──────── Data provided

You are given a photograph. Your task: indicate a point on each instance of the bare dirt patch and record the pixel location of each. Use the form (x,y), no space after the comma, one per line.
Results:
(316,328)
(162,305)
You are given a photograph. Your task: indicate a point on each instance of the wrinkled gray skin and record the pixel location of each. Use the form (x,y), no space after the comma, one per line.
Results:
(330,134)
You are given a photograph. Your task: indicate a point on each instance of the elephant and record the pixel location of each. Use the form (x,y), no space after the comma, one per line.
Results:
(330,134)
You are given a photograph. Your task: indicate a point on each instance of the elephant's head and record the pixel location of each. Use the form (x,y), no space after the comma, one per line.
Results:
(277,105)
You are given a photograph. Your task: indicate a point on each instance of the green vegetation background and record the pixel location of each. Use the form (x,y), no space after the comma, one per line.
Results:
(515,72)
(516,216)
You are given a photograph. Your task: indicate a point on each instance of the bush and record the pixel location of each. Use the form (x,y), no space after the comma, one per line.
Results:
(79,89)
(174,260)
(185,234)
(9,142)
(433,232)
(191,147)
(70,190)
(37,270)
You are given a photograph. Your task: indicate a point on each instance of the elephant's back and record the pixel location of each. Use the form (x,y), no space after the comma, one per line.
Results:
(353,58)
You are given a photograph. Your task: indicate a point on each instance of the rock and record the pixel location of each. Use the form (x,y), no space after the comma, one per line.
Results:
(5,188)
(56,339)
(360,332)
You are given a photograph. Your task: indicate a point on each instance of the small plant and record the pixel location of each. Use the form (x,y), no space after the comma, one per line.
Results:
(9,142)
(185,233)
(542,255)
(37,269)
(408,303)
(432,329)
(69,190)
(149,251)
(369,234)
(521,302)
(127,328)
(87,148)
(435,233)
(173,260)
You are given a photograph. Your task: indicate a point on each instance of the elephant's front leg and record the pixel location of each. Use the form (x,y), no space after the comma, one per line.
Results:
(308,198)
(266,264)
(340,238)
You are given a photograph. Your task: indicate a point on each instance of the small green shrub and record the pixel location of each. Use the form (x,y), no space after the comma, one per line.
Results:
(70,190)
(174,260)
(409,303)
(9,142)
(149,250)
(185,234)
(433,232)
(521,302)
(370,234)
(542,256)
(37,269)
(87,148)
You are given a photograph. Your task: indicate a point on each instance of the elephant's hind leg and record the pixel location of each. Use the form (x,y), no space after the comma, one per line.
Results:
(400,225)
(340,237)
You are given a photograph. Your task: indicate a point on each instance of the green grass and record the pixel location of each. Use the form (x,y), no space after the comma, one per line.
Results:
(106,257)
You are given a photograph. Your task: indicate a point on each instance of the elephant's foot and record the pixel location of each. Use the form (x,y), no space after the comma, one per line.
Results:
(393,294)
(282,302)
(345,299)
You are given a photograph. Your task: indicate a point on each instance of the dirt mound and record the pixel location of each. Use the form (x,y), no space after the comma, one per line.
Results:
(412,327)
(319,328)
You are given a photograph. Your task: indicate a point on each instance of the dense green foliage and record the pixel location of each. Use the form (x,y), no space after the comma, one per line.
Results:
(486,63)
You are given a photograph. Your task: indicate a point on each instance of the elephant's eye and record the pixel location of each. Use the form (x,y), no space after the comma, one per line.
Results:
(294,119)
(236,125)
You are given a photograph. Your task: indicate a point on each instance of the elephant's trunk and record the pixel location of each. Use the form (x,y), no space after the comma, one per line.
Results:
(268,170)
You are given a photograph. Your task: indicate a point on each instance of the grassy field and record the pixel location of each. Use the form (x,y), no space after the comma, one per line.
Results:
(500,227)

────────────────

## Exercise description
Return each line of the records above exactly as it reads.

## Response to the exercise
You are given a photograph. Your task: indicate a point on each instance of the bare dirt patch and record the pixel location of each. Use the form (x,y), no space after the comma, one per line.
Results:
(316,328)
(162,305)
You are given a photograph. Your task: indicate a point on each instance of the wrinkled gray skin and record the pixel location of each. Use the form (x,y), no space after the comma, one per line.
Results:
(330,134)
You are given a photograph. Your task: indicate a point on each instance of the elephant and record the pixel location of each. Use the form (x,y), no space after the comma, one per line.
Results:
(330,134)
You are given a photograph. Your task: indicate a point on each instance of the elephant's head and record the pixel location of each. Use the form (x,y), no space after the comma, one per line.
Results:
(277,105)
You are given a photograph. Your task: indicate a point on each instance of the green vegetation background and record the pixel location of each. Use the form (x,y), no space after the comma, one per line.
Results:
(515,72)
(516,216)
You are given a photograph. Your task: indicate a point on each instance of the bush and record the pixel location of each. Use the form (x,y), no space after the comma, one per line.
Results:
(79,89)
(174,260)
(185,234)
(9,142)
(433,232)
(191,147)
(70,190)
(37,270)
You are given a photograph. Your task: indicate a point on each instance of the elephant's back and record the pixel location of each. Use the form (x,y), no space after the comma, one per line.
Results:
(353,58)
You are given a photograph. Your task: indicate a point on each instance of the rock and record the pixel location of each. Use the form (x,y), no space after the comma, one per line.
Results:
(5,188)
(56,339)
(360,332)
You are given a photograph. Your task: indicate a point on each instance of the small plant and record the pixel location of each. Use the form (x,y), no space after the comma, one per line.
Results:
(9,142)
(185,233)
(542,255)
(37,269)
(408,303)
(432,329)
(69,190)
(149,251)
(369,234)
(521,302)
(127,328)
(87,148)
(435,233)
(173,260)
You are given a photograph. Your task: indicate a point on each instance of the elephant's front leg and record the pixel location of each. Use the form (x,y), no space after the comma, one per line.
Results:
(308,198)
(266,264)
(340,238)
You are given a photograph. Your task: indicate a point on each instance of the small green shrub and record the pixel location of each. Use the form (x,y), no space after the comma, one per line.
Results:
(70,190)
(174,260)
(409,303)
(9,142)
(149,250)
(185,234)
(433,232)
(521,302)
(370,234)
(542,256)
(37,269)
(87,148)
You are given a photograph. Your task: indicate a point on each instance of the elephant's hind leg and record the pixel location of each. Use the form (x,y), no space after the comma, one per line.
Results:
(400,225)
(340,237)
You are given a photograph. Your task: indicate a point on each instance of the green grass and record the pixel location of each. Use the form (x,y), no space after the comma, one per line.
Results:
(106,257)
You are given a photograph. Your task: indicate a point on each instance of the elephant's foot and record the pixel location of each. Use the form (x,y), no space after the comma, one per line.
Results:
(393,294)
(282,302)
(345,299)
You are given a photograph. Your task: indicate a point on each instance of the dirt mound and record the pixel location of each. Use the form (x,y), no space after the comma, one per line.
Results:
(412,327)
(319,328)
You are given a photograph. Your task: indicate a point on each instance of the dense green foliage and record the pixel location of each. Use the form (x,y), no space after the comma, one per line.
Results:
(486,63)
You are given a photograph. Your task: indicate a point on each instance of the elephant's eye and record the pixel location of each. Use the form (x,y), no space after the comma, one per line.
Results:
(294,119)
(236,125)
You are given a photograph. Your task: indicate a point on each instance of the elephant's trunk and record the pixel location of each. Use the form (x,y), no space after the comma, one per line.
Results:
(268,170)
You are given a photograph. Your task: indicate a point on each instance of the grassy field and record the pixel location of each. Use the form (x,y), no space after the comma, one per line.
Results:
(500,227)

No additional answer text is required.